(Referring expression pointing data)

=======

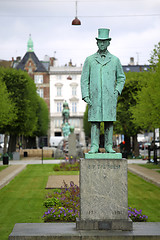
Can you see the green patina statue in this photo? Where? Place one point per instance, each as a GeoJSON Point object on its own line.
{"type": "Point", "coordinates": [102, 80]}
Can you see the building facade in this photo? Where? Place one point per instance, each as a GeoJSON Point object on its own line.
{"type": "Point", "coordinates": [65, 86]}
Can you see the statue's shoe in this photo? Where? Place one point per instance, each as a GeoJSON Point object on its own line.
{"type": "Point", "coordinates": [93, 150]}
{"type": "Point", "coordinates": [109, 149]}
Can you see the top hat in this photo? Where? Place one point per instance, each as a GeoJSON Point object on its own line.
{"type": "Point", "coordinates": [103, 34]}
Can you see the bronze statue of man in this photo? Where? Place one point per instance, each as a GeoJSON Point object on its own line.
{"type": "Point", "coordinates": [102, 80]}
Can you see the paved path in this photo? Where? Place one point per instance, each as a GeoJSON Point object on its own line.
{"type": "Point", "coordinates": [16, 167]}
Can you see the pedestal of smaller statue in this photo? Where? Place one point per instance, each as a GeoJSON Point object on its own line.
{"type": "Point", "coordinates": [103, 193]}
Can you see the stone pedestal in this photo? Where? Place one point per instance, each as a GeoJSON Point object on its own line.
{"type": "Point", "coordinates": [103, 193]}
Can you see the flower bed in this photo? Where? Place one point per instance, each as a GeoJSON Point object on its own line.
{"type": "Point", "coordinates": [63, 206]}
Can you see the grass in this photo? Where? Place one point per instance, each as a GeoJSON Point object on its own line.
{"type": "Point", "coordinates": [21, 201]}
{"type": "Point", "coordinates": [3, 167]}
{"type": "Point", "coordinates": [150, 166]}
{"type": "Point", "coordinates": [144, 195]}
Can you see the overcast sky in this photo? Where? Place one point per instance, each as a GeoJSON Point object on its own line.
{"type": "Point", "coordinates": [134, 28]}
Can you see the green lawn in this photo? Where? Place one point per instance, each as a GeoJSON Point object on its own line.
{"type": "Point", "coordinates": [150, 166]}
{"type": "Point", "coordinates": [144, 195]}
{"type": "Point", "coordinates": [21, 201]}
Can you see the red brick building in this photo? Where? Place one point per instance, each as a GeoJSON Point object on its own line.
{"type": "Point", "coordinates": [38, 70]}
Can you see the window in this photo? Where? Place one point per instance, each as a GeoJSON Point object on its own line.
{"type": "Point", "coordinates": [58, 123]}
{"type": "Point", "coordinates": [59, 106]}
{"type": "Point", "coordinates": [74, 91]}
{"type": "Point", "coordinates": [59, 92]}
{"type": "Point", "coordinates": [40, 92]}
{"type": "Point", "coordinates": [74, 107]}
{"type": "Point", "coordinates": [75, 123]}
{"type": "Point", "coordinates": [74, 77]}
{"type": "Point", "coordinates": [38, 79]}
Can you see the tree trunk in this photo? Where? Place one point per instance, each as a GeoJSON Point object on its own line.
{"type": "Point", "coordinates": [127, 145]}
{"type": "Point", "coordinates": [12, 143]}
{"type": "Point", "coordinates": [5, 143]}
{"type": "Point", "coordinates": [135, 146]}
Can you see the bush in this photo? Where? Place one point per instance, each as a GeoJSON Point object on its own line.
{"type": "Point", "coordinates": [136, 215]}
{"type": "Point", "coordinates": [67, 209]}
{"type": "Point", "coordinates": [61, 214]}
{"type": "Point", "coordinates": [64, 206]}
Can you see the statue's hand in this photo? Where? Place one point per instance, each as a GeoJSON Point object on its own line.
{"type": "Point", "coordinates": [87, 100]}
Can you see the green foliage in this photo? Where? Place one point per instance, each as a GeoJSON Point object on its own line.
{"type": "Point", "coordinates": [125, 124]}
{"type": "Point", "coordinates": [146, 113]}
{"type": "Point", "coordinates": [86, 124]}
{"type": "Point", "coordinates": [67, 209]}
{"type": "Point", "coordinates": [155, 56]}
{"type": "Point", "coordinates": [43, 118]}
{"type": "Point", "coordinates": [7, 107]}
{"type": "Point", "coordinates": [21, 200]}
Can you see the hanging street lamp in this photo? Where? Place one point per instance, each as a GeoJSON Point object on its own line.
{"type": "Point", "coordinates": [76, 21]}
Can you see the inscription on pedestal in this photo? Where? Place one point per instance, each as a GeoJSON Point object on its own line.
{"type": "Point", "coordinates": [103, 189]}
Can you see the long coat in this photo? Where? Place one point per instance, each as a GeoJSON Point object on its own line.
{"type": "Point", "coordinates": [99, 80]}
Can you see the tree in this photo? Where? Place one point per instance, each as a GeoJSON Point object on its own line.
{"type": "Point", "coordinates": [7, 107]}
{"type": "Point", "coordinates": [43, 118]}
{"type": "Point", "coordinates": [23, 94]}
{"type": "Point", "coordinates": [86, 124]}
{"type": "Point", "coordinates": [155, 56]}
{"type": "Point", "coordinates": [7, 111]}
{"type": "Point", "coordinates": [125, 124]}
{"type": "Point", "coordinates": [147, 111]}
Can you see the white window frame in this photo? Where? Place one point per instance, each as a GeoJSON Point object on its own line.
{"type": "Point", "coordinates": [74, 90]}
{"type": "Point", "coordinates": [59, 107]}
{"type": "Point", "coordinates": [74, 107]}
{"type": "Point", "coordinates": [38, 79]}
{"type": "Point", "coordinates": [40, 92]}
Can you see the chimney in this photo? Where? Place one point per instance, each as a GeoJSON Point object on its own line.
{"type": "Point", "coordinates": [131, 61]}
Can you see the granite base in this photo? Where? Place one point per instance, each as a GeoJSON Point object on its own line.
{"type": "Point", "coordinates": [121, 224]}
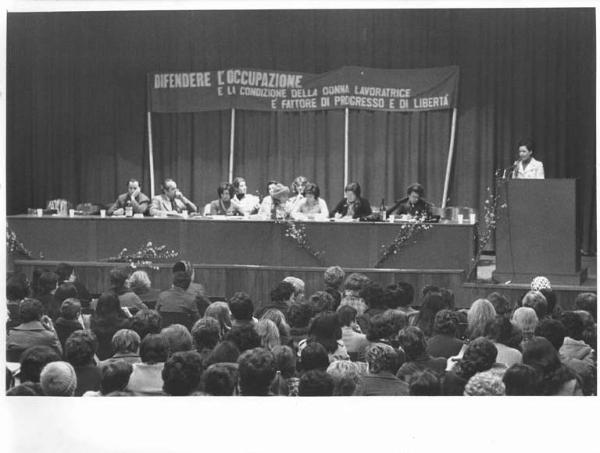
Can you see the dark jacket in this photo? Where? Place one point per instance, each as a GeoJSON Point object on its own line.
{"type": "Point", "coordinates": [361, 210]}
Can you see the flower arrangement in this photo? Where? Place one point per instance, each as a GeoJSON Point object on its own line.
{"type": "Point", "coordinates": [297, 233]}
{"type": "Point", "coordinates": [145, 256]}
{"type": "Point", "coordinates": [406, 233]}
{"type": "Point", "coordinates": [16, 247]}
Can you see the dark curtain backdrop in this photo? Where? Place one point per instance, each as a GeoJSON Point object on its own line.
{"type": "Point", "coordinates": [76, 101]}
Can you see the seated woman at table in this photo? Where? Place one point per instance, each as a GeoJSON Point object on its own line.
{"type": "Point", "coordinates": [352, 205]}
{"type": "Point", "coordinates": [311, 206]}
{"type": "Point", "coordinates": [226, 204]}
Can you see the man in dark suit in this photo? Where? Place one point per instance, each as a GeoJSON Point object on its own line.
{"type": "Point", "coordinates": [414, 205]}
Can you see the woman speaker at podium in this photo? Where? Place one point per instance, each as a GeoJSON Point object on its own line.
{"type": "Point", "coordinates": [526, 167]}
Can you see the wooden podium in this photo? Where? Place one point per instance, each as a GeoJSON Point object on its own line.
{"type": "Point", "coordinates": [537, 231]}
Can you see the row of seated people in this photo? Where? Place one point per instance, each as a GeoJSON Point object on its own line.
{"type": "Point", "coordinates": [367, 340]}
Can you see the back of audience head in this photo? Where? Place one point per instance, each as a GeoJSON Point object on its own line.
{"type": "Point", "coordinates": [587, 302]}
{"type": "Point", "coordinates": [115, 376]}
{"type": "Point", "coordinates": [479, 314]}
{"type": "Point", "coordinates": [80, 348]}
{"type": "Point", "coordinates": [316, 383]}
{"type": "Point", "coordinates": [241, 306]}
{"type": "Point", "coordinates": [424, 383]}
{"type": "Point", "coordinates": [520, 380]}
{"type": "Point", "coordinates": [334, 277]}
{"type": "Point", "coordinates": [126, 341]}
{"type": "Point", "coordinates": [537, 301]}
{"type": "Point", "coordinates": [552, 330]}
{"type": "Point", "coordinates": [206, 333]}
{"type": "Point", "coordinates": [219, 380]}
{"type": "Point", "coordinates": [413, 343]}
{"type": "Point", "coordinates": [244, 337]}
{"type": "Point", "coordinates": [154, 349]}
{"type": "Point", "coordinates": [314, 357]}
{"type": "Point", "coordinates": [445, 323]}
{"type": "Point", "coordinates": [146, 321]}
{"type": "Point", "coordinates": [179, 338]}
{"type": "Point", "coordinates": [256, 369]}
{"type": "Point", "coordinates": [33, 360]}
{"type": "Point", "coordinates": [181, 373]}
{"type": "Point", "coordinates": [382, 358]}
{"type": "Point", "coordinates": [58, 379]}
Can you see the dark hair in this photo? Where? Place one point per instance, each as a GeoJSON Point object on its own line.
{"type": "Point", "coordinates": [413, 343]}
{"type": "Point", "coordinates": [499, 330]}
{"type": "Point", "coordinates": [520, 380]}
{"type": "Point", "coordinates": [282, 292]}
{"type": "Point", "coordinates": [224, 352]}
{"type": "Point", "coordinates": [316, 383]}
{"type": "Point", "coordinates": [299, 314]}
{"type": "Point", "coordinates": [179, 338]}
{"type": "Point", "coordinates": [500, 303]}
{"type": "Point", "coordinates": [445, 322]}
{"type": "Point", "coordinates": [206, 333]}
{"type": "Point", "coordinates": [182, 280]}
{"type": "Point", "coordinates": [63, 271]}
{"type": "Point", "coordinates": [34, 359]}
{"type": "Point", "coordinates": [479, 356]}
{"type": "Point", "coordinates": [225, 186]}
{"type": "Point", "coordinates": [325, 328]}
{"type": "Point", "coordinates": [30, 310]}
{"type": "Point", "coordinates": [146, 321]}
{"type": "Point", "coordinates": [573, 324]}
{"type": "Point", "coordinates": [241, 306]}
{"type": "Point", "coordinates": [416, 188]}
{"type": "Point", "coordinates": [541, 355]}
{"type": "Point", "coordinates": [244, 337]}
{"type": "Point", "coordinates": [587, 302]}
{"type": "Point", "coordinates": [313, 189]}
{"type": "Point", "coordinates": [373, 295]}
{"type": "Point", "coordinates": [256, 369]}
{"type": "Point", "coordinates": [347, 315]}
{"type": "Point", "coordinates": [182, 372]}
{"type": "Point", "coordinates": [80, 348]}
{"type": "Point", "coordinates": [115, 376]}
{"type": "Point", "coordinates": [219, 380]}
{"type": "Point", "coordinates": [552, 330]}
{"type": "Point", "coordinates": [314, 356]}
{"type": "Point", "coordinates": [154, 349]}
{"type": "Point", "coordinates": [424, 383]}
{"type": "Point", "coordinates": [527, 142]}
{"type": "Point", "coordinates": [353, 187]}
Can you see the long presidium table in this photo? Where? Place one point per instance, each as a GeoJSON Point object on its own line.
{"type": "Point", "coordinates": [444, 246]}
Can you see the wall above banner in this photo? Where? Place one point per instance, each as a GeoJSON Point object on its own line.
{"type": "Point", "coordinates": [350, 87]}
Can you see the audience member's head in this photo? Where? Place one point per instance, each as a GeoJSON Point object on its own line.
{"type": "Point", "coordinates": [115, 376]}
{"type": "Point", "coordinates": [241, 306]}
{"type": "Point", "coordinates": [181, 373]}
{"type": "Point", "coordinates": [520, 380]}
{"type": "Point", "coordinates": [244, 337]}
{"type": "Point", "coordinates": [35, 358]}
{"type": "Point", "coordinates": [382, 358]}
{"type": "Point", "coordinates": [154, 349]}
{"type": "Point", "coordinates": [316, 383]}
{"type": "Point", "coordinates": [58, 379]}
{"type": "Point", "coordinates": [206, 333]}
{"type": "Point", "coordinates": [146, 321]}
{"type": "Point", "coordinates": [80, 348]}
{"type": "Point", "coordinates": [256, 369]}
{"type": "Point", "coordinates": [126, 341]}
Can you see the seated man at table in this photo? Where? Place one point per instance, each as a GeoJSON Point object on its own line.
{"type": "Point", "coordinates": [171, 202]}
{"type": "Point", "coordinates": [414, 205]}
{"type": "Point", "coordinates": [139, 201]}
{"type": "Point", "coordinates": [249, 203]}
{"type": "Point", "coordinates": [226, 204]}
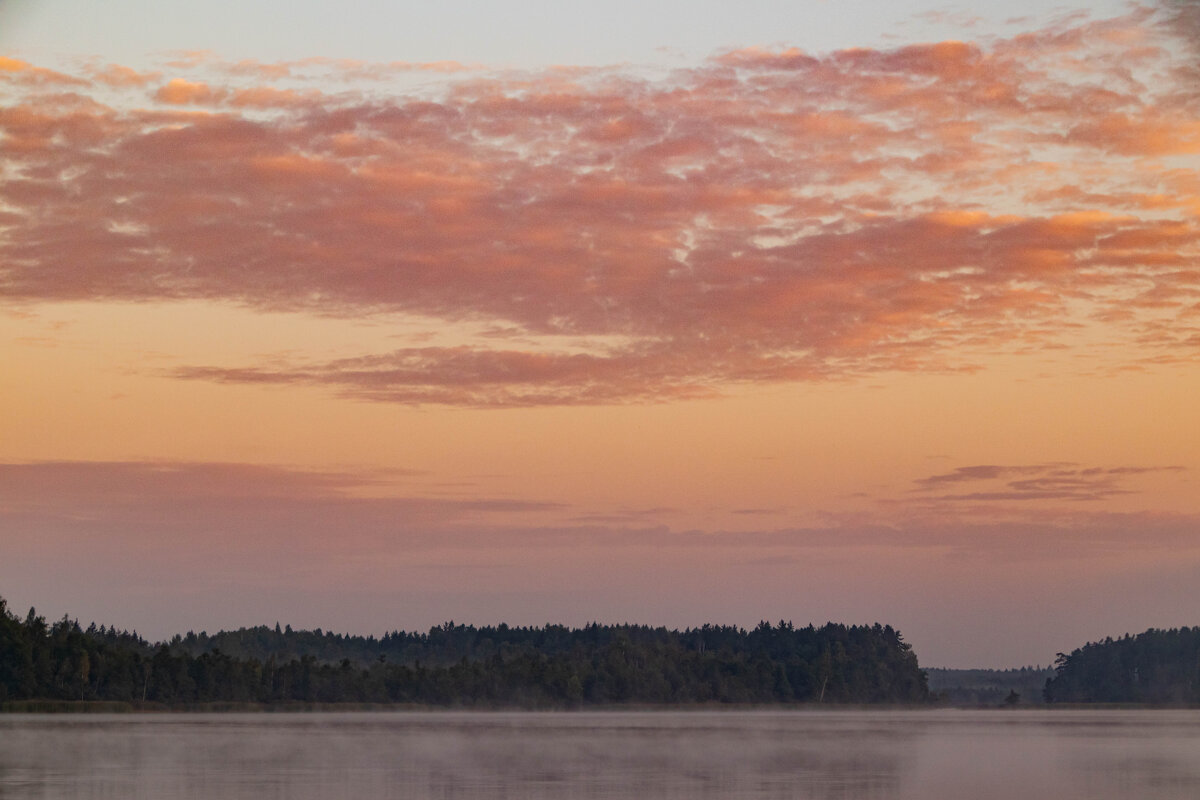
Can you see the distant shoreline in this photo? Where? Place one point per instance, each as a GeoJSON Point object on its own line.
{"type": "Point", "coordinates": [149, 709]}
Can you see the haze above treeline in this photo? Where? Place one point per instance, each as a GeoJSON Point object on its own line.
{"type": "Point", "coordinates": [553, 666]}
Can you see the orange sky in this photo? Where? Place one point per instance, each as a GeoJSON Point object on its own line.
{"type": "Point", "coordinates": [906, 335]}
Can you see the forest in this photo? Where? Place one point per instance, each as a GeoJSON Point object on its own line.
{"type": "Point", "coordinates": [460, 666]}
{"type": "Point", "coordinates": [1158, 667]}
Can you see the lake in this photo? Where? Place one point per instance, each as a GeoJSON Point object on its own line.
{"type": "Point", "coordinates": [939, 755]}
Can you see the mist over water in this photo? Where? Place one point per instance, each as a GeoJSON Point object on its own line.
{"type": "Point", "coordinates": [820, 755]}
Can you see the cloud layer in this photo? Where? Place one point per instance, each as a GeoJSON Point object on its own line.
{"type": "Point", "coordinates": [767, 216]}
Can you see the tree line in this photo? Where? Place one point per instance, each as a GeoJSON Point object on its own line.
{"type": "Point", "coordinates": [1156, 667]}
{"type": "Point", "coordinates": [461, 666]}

=======

Set down, unchanged, the line that contains "Can you see the tree line" together with every later line in the records, through the last one.

Can you see the tree line in this photo? Where? Place one point per instance, each as a GeoJSON Point object on its own line.
{"type": "Point", "coordinates": [1156, 667]}
{"type": "Point", "coordinates": [461, 666]}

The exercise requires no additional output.